From the first line of the material through the line with "[125,203,227,301]", repeat every line, requests included, but multiply each bounding-box coordinate in the answers by 2.5, rounding to whole numbers with halves rounded up. Leave all other numbers unchanged, and stop after that line.

[Bounding-box records]
********

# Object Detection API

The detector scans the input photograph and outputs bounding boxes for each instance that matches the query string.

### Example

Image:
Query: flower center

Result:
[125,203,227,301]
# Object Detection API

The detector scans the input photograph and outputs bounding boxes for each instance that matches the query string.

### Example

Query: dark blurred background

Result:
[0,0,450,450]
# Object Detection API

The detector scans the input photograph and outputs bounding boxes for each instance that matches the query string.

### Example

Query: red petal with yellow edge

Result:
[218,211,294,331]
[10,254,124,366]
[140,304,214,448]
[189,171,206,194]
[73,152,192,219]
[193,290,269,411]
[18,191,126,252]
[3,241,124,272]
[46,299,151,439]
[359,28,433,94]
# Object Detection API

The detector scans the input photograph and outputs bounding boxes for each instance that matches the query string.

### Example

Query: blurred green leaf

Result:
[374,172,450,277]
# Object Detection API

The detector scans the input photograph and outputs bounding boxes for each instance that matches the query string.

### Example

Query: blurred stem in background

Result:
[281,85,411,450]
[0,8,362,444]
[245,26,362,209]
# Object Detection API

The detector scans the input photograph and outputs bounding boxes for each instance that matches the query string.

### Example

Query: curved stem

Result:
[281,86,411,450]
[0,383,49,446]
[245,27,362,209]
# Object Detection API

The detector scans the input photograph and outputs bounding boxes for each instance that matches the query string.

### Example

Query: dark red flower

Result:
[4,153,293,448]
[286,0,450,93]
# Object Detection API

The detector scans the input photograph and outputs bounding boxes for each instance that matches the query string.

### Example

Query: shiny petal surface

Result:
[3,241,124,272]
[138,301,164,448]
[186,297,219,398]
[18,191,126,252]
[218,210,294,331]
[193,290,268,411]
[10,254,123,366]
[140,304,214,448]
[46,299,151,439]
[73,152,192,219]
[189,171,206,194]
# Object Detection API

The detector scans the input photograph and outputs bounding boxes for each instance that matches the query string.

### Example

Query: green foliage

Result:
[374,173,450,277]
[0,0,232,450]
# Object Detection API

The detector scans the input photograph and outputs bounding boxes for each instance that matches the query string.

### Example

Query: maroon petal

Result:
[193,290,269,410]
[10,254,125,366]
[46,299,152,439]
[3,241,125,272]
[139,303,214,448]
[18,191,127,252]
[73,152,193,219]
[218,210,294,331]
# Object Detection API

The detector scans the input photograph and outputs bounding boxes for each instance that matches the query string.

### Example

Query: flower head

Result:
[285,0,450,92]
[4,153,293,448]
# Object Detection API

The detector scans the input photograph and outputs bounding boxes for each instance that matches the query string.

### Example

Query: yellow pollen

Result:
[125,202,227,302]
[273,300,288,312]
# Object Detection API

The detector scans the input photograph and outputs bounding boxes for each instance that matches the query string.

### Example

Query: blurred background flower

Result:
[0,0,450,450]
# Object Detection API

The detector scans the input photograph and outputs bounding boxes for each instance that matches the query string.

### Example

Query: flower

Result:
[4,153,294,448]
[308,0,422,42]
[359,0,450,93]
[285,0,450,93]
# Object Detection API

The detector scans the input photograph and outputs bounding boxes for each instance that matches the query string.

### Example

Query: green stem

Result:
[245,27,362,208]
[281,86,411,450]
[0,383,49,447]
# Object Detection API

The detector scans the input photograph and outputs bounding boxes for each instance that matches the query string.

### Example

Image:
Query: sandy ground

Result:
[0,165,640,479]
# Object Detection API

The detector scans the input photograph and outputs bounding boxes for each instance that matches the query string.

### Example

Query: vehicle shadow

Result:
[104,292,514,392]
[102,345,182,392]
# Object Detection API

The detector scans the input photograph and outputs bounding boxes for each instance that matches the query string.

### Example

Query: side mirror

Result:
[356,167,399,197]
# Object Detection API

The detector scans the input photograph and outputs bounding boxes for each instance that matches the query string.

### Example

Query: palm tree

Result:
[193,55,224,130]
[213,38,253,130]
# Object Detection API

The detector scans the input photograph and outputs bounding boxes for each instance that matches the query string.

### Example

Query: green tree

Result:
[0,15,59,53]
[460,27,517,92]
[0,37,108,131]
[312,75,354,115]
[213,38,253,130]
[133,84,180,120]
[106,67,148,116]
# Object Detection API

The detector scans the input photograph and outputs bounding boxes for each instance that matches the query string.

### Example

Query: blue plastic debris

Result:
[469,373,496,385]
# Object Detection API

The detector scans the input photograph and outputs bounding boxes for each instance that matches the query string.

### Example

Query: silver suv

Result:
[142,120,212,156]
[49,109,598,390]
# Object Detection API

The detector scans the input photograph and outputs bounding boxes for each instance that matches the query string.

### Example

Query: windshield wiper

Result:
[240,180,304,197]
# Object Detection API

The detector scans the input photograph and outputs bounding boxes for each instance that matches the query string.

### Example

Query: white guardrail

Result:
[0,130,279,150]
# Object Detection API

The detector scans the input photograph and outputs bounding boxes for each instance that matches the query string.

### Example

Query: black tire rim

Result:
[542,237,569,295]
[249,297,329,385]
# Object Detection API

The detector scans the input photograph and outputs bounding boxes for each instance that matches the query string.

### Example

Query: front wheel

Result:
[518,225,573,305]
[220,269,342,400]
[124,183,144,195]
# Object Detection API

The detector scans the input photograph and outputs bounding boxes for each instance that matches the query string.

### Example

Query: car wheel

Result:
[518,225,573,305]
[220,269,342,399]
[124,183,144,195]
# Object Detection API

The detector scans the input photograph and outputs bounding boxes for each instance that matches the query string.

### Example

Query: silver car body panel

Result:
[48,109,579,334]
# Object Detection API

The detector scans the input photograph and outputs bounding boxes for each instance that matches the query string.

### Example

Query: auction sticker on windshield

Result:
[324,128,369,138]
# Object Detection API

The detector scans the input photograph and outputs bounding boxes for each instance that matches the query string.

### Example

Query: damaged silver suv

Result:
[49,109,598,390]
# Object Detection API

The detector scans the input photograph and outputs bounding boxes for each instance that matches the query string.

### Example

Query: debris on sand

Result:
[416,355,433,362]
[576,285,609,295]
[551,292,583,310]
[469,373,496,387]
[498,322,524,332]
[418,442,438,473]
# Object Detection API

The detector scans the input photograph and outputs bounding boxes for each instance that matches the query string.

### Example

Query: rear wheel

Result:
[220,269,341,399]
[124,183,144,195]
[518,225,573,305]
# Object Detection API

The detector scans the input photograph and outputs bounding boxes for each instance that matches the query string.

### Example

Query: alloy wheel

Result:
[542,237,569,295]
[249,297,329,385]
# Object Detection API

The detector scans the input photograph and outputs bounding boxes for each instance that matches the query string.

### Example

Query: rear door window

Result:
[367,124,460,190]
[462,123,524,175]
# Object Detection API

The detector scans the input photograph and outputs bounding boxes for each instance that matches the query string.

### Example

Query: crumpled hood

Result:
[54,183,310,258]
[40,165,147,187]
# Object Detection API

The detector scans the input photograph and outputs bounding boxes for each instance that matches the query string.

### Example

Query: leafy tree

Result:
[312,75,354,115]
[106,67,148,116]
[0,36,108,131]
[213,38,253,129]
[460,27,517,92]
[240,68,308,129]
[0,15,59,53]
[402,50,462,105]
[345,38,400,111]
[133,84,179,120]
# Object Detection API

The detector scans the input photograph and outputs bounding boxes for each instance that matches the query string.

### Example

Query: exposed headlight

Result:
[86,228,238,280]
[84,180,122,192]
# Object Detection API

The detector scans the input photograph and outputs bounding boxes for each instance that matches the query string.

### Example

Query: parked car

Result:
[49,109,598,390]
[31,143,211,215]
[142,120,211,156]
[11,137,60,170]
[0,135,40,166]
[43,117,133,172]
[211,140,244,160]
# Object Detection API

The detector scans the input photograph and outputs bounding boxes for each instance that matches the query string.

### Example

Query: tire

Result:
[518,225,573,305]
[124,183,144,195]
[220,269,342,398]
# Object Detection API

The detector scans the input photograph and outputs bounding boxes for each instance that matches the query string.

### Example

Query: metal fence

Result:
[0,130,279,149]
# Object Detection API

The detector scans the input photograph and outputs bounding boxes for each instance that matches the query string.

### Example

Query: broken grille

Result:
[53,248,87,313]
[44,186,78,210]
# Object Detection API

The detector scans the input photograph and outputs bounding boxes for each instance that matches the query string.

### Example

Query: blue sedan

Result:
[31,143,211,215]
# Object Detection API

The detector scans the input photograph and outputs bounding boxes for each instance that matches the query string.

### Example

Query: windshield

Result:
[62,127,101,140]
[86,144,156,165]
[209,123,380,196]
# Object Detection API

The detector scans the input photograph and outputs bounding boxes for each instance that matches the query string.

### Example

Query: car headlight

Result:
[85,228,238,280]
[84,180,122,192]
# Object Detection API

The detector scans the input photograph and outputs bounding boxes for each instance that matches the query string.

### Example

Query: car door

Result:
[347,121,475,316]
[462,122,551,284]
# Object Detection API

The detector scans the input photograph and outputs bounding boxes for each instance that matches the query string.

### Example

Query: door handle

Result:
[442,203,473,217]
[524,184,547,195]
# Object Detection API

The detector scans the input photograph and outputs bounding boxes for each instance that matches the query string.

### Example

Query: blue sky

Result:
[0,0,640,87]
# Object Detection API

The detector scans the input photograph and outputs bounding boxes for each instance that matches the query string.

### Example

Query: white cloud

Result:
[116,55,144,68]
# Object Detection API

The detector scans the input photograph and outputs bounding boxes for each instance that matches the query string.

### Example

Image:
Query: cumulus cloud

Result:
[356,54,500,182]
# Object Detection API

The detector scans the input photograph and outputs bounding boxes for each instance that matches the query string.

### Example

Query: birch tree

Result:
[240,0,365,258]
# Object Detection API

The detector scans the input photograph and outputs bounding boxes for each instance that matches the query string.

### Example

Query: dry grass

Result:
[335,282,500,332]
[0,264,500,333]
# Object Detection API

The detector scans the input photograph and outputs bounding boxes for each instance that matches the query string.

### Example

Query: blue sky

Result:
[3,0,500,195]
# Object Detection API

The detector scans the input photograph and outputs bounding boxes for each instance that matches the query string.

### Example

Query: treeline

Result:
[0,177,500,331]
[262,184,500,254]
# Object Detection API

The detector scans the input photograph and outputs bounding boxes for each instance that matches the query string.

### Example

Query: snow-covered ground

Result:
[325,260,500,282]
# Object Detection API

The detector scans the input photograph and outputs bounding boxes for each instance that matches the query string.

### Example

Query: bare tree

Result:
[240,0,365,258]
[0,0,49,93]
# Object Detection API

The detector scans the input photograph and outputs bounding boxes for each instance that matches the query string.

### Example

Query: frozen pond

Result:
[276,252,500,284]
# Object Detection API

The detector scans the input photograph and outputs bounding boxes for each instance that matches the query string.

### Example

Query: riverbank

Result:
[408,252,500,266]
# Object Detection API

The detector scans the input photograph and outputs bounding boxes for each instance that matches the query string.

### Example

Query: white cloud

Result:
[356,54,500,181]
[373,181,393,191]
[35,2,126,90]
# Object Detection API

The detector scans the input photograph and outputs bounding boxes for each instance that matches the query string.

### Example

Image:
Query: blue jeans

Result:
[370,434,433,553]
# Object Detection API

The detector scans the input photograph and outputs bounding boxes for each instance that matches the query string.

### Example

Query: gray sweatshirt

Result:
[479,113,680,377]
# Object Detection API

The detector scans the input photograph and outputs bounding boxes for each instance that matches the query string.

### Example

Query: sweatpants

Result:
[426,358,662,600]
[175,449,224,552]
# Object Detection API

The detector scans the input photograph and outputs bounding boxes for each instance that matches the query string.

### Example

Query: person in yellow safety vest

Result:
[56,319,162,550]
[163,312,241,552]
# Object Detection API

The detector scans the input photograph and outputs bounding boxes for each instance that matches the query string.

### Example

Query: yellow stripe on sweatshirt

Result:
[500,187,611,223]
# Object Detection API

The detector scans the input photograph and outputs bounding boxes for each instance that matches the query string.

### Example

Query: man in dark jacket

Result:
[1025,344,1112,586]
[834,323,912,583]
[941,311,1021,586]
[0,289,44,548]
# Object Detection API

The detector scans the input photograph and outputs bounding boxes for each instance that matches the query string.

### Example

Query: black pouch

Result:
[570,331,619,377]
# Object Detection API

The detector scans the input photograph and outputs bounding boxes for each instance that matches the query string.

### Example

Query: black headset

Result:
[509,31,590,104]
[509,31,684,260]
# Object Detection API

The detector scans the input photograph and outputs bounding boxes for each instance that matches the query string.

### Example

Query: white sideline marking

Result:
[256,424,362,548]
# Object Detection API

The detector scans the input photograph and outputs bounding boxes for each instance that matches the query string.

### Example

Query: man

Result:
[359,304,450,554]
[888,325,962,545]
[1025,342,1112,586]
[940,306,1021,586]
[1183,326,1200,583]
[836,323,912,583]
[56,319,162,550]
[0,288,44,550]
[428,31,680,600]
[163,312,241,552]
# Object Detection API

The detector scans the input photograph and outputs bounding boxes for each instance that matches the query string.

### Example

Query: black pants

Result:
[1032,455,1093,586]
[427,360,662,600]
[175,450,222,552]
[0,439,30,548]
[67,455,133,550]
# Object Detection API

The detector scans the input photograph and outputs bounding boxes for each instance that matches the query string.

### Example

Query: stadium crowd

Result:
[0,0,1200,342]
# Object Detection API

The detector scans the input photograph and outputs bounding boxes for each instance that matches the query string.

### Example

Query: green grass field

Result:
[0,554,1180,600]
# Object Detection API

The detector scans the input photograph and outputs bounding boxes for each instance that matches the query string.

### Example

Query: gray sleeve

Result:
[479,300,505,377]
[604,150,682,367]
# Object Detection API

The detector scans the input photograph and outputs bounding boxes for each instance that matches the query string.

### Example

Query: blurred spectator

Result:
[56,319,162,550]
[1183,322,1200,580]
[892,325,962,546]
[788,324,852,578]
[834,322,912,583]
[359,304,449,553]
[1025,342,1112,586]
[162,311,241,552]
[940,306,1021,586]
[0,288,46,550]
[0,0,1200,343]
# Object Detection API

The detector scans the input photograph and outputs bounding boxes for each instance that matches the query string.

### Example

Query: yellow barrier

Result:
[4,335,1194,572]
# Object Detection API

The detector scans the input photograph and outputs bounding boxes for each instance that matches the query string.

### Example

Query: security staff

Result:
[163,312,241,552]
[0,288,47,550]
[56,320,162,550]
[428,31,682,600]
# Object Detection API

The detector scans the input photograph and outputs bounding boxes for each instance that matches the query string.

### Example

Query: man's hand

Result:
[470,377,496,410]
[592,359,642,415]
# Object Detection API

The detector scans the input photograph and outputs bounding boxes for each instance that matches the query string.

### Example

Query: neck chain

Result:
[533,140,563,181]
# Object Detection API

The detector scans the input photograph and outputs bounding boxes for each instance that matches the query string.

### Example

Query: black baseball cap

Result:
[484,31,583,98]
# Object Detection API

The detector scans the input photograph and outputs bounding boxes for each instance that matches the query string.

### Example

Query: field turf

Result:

********

▸ **RESULT**
# Object Detection API

The detector scans the input photograph and outputs bounding boxes for each instance that matches the query string.

### Example

Image:
Query: flower center

Result:
[313,508,568,753]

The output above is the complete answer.